:: Consigna ::
Transcribe textualmente el pasaje del fragmento sobre los yaganes que comienza con las palabras "Los yaganes llegaron" y termina con "su mínima expresión.".
---------- Fragmento del documento
Los yaganes llegaron a Tierra del Fuego antes de las primeras civilizaciones en Mesopotamia y aquí vivieron con una población estable de unos 5000 habitantes, en una frágil y duradera armonía con el entorno. En medio siglo, la colonización blanca explotadora de la naturaleza --se pagaba una libra por oreja o seno indígena-- los redujo a su mínima expresión.
Para la antropóloga Nacach, la vida de Cristina Calderón y su descendencia cobra dimensión por romper la tesis histórica de que los pueblos originarios de Tierra del Fuego se extinguieron: “ya varias veces se anunció la muerte de 'la última ona, la última selk'nam, el último yagán'. Eso implica que no habría más pueblos indígenas en Patagonia austral; o si los hay, son truchos. La segunda tesis es la de “Argentina crisol de razas” que licua las diferencias en función de una identidad blanqueada. La tercera es el mito de la extranjería que deslegitima la lucha del pueblo mapuche: “son chilenos”. A partir de 1881 el pueblo yagán quedó dividido a cada lado de Canal Beagle, llamado Onashaga por miles de años. De haber estallado la guerra entre Argentina y Chile en 1978, acaso se habrían enfrentado entre hermanos de una orilla a la otra”. El otro malentendido etnocéntrico es esa mirada civilizatoria que plantea una pureza racial o cultural: para mantener la “esencia de una cultura”, un pueblo tendría que seguir viviendo como en el pasado con sus creencias y su lengua, cuando los que dicen eso no viven como sus abuelos. Las culturas están en permanente transformación.
--------------------
---------- Datos proporcionados
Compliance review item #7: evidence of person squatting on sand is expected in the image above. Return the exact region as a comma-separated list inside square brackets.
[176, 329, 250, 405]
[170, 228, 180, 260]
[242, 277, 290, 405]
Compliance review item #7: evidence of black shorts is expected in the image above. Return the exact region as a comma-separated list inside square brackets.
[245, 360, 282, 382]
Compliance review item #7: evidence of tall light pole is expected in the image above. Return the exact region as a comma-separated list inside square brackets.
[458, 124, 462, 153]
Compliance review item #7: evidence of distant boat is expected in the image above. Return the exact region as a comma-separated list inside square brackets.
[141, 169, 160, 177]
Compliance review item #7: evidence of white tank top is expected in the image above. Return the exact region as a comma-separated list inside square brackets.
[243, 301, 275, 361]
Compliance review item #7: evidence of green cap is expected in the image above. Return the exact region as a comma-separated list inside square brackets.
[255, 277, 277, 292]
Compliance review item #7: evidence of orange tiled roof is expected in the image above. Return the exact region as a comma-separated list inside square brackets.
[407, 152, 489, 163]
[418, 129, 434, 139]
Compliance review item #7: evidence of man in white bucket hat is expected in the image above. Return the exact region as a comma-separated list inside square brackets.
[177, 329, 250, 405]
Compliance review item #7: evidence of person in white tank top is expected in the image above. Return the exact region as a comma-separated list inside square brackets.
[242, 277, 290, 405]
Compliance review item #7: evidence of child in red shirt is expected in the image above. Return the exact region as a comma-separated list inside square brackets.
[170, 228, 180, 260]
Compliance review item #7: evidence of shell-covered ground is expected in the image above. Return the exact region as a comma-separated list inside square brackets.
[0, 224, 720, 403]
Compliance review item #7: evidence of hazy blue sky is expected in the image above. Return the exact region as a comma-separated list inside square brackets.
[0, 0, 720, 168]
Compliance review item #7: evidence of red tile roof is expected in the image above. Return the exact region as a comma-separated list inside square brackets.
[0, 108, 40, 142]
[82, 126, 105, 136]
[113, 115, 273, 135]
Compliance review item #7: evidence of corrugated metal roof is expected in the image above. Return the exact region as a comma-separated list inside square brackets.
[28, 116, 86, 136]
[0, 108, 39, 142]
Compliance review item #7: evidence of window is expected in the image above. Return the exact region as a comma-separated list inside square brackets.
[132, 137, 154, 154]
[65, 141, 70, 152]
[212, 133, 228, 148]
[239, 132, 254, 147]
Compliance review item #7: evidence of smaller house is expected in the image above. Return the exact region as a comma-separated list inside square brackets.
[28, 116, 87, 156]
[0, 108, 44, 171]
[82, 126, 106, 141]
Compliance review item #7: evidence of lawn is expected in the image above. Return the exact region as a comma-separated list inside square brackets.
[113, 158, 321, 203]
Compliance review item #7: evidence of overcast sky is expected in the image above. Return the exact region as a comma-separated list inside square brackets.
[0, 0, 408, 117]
--------------------
:: Problema resuelto ::
Los yaganes llegaron a Tierra del Fuego antes de las primeras civilizaciones en Mesopotamia y aquí vivieron con una población estable de unos 5000 habitantes, en una frágil y duradera armonía con el entorno. En medio siglo, la colonización blanca explotadora de la naturaleza --se pagaba una libra por oreja o seno indígena-- los redujo a su mínima expresión.